### TASK DIRECTIONS
Set the data down again, exactly as it reads, but without the pictures.

### SUPPLIED DATA
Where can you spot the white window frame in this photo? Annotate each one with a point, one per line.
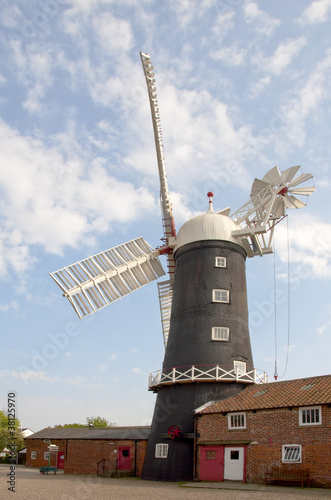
(307, 415)
(220, 333)
(161, 450)
(220, 261)
(237, 420)
(291, 453)
(239, 366)
(221, 295)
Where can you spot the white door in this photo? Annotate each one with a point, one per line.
(234, 463)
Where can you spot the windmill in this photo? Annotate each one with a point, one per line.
(203, 304)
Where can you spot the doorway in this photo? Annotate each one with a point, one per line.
(60, 460)
(234, 463)
(124, 458)
(211, 463)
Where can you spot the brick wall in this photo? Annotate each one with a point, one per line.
(82, 456)
(40, 447)
(269, 430)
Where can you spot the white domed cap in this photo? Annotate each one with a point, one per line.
(209, 226)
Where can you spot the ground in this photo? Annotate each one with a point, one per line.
(31, 485)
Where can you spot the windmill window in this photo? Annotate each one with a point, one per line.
(239, 366)
(221, 296)
(220, 261)
(310, 416)
(237, 420)
(291, 453)
(220, 333)
(161, 450)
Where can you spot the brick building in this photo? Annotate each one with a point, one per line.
(284, 424)
(103, 450)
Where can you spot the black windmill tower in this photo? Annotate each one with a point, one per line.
(203, 304)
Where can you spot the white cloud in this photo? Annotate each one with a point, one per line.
(33, 376)
(223, 24)
(113, 34)
(307, 260)
(307, 101)
(257, 87)
(232, 55)
(48, 201)
(79, 380)
(282, 57)
(324, 327)
(263, 23)
(6, 307)
(317, 12)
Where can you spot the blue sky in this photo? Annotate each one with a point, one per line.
(242, 86)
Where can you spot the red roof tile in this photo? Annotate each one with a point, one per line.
(298, 392)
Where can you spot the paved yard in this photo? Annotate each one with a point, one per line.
(31, 485)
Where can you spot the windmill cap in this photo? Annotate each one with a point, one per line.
(208, 226)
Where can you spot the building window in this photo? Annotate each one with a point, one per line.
(220, 261)
(239, 367)
(237, 420)
(161, 450)
(310, 415)
(220, 333)
(221, 296)
(291, 453)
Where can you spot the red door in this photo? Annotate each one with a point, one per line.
(211, 463)
(124, 458)
(60, 460)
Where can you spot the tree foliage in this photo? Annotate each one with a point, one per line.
(90, 422)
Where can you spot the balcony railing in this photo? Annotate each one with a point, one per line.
(204, 373)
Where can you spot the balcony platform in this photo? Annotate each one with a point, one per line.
(203, 373)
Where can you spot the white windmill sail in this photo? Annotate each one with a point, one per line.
(165, 289)
(97, 281)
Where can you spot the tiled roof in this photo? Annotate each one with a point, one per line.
(298, 392)
(92, 433)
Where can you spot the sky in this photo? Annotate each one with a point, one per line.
(242, 86)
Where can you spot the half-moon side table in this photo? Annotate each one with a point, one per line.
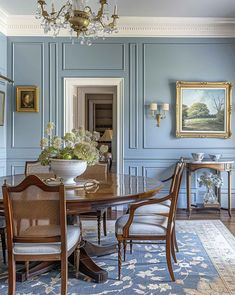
(113, 190)
(219, 167)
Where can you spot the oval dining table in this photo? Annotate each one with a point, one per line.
(107, 191)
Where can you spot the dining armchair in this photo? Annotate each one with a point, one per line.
(163, 207)
(98, 172)
(36, 228)
(150, 226)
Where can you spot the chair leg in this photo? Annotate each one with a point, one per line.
(64, 274)
(131, 246)
(4, 247)
(124, 250)
(99, 227)
(168, 257)
(104, 224)
(173, 248)
(11, 275)
(77, 261)
(175, 240)
(119, 259)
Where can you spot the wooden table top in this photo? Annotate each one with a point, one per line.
(113, 190)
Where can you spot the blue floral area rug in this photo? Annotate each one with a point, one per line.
(206, 266)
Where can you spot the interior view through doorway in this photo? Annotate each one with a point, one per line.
(95, 108)
(96, 104)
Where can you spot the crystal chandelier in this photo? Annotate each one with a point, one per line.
(77, 17)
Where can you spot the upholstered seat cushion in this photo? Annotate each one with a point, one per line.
(143, 225)
(73, 236)
(160, 208)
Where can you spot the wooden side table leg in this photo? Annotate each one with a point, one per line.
(229, 193)
(189, 180)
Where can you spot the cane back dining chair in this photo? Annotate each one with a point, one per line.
(150, 226)
(98, 172)
(36, 228)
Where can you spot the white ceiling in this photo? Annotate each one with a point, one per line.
(145, 8)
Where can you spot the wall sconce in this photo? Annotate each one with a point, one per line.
(158, 112)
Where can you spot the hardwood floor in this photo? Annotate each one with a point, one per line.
(181, 214)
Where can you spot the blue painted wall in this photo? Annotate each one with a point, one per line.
(3, 71)
(150, 67)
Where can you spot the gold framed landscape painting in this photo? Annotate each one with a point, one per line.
(27, 99)
(203, 109)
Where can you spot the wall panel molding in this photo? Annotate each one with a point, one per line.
(134, 96)
(53, 83)
(41, 91)
(99, 56)
(27, 25)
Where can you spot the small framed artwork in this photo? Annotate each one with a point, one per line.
(203, 109)
(27, 99)
(2, 107)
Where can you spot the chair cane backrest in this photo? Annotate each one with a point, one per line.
(99, 172)
(179, 169)
(176, 170)
(35, 212)
(36, 168)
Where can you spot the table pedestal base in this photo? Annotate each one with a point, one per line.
(87, 266)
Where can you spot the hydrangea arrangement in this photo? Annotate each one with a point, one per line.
(79, 144)
(210, 180)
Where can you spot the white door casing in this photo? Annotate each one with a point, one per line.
(70, 90)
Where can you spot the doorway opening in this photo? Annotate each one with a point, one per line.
(97, 104)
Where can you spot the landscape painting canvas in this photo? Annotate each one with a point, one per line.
(203, 109)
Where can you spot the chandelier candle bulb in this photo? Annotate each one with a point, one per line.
(153, 106)
(78, 17)
(165, 107)
(115, 10)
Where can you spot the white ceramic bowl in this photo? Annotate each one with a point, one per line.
(197, 157)
(215, 157)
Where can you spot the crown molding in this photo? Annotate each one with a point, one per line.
(27, 25)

### TASK OUTPUT
Where can you spot the white window frame in this photo? Annotate each one with a point, one per line.
(307, 415)
(220, 333)
(161, 450)
(220, 261)
(237, 420)
(291, 453)
(239, 366)
(221, 295)
Where can you spot the white door in this photo? Annotate each one with a point, one per line.
(234, 463)
Where can you spot the windmill in this photo? Annotate each one with a point, one per line.
(203, 304)
Where can you spot the doorway in this photo? Annotate each one with a point, one per line.
(60, 460)
(234, 463)
(124, 458)
(211, 463)
Where can you spot the brick wall in this photo? Annotate each one with a point, one per line.
(82, 456)
(40, 447)
(269, 430)
Where can you spot the white domed cap in this photo? Annotate each one with a point, one per line.
(209, 226)
Where can you spot the ground in this photo? Annotate each one with a point, one per line.
(31, 485)
Where can you spot the windmill window in this photo? Annotate each one with a point, one per line.
(239, 366)
(221, 296)
(220, 261)
(310, 416)
(237, 420)
(291, 453)
(220, 333)
(161, 450)
Where can you spot the brick building in this photo? Annotate each one with a point, one per line.
(284, 424)
(103, 450)
Where can you spot the black windmill tower in this photo? Annotate each one with a point, one per line.
(203, 304)
Where can you spot the white cloud in this photo? Annotate each one with a point, one per line.
(33, 376)
(223, 24)
(113, 34)
(307, 260)
(307, 101)
(257, 87)
(232, 55)
(48, 201)
(79, 380)
(282, 57)
(324, 327)
(263, 23)
(6, 307)
(317, 12)
Where can you spot the blue sky in this photo? Annotate each one with a point, one per line.
(242, 86)
Where can you spot the red roof tile in this photo? Annotate each one with a point, one per line.
(298, 392)
Where can you spot the paved yard in this photo? Annotate each one with a point, one per line.
(31, 485)
Where can you spot the windmill cap in this photo? Annotate each one with a point, one per line.
(208, 226)
Where can you spot the building window in this photo? Annotate each one with a point, one per line.
(220, 261)
(239, 367)
(237, 420)
(161, 450)
(310, 415)
(220, 333)
(221, 296)
(291, 453)
Where can you spot the red door in this photo? Annotate each one with a point, one per line.
(211, 463)
(124, 458)
(60, 460)
Where can you spot the tree foliage in this photo? Annotate each one with a point, one per line.
(90, 422)
Where can you spot the balcony railing in this photo? Annotate each one with a point, one per line.
(204, 373)
Where can you spot the balcony platform in this photo? Annotate each one with a point, one per line.
(203, 373)
Where can you spot the white windmill sail in this photo? Annotate each one with a point, one per line.
(165, 289)
(97, 281)
Where can you spot the tiled roof in this photo? Annotate each one with a point, one per line.
(298, 392)
(92, 433)
Where can you spot the sky in this photo? Annotate each one with a point, one per line.
(242, 86)
Where can you spot the half-moon side table in this photo? Annotate each one with a point, one per line.
(113, 190)
(219, 167)
Where can you spot the oval dining table in this photo? Annotate each one with a point, one per line.
(107, 191)
Where can you spot the dining armchair in this photo? Annotate each one with a point, one per line.
(163, 207)
(98, 172)
(36, 228)
(150, 226)
Where can you spot the chair leg in this photo? Annotate each one with a point, one per line.
(64, 274)
(131, 246)
(4, 247)
(124, 250)
(99, 227)
(168, 257)
(104, 224)
(173, 248)
(11, 275)
(77, 261)
(175, 240)
(119, 259)
Where can you spot the wooden table top in this photo? Annotate each one with a point, one per line.
(113, 190)
Where can you spot the blue floral area rug in this photo? Annotate each one with a point, one per line.
(206, 266)
Where can you spot the interior view through doorway in this photo? Annotate each one with a point, one per line.
(95, 108)
(96, 104)
Where can you spot the crystal chandelier in this photo? Annotate each one with a point, one per line.
(77, 17)
Where can you spot the upholstered seat cushion in this photo? Annotate each one with a point, one per line.
(143, 225)
(73, 236)
(160, 208)
Where can you spot the wooden side table leg in this photo? Annotate each one with a point, one per line.
(229, 193)
(189, 180)
Where can you spot the cane back dining chair in this photo? Annotate each one with a point, one per line.
(150, 226)
(98, 172)
(36, 228)
Where can you spot the white ceiling in this photo? Annotate each one with a point, one per line.
(145, 8)
Where can you spot the wall sconce in this photo? Annotate each one with a point, one per line.
(158, 112)
Where can you spot the hardwood floor in this photo? Annotate each one with a point, one per line.
(181, 214)
Where can you spot the blue painted wall in this photo? Annotate each one with a point, one per line.
(3, 71)
(150, 67)
Where can you spot the gold framed landscape painting in this photo? Annotate each one with a point, one per line.
(27, 99)
(203, 109)
Where can you spot the wall panel molding in this photo? Annotate each one with a point, one per line.
(134, 96)
(53, 83)
(41, 91)
(99, 56)
(27, 25)
Where can you spot the small framed artwork in this photo? Annotate each one with a point, one per line.
(203, 109)
(27, 99)
(2, 107)
Where can you spot the chair cane backrest in this photo? Annotate each one with a point, one per line.
(99, 172)
(179, 169)
(176, 170)
(35, 212)
(36, 168)
Where can you spot the table pedestal base in this photo? Annotate each one with a point, one per line.
(87, 266)
Where can you spot the hydrangea arrangement in this photo? Annotate each one with a point, one per line.
(79, 144)
(210, 180)
Where can you spot the white door casing in this photo? Annotate each one with a point, one per line.
(70, 90)
Where can you spot the doorway opening in this photo? Annotate each one with a point, one per line.
(97, 104)
Where can you spot the landscape painting canvas in this photo? Annotate each one with a point, one per line.
(203, 109)
Where can you spot the chandelier candle bulb in this photo? Annotate each one with a point, one per line.
(153, 106)
(78, 17)
(165, 107)
(115, 10)
Where can you spot the white ceramic bowl in this photo? Annotate each one with a point, one per line.
(197, 157)
(215, 157)
Where can you spot the crown molding in this photo? Annotate each one with a point, one per line.
(27, 25)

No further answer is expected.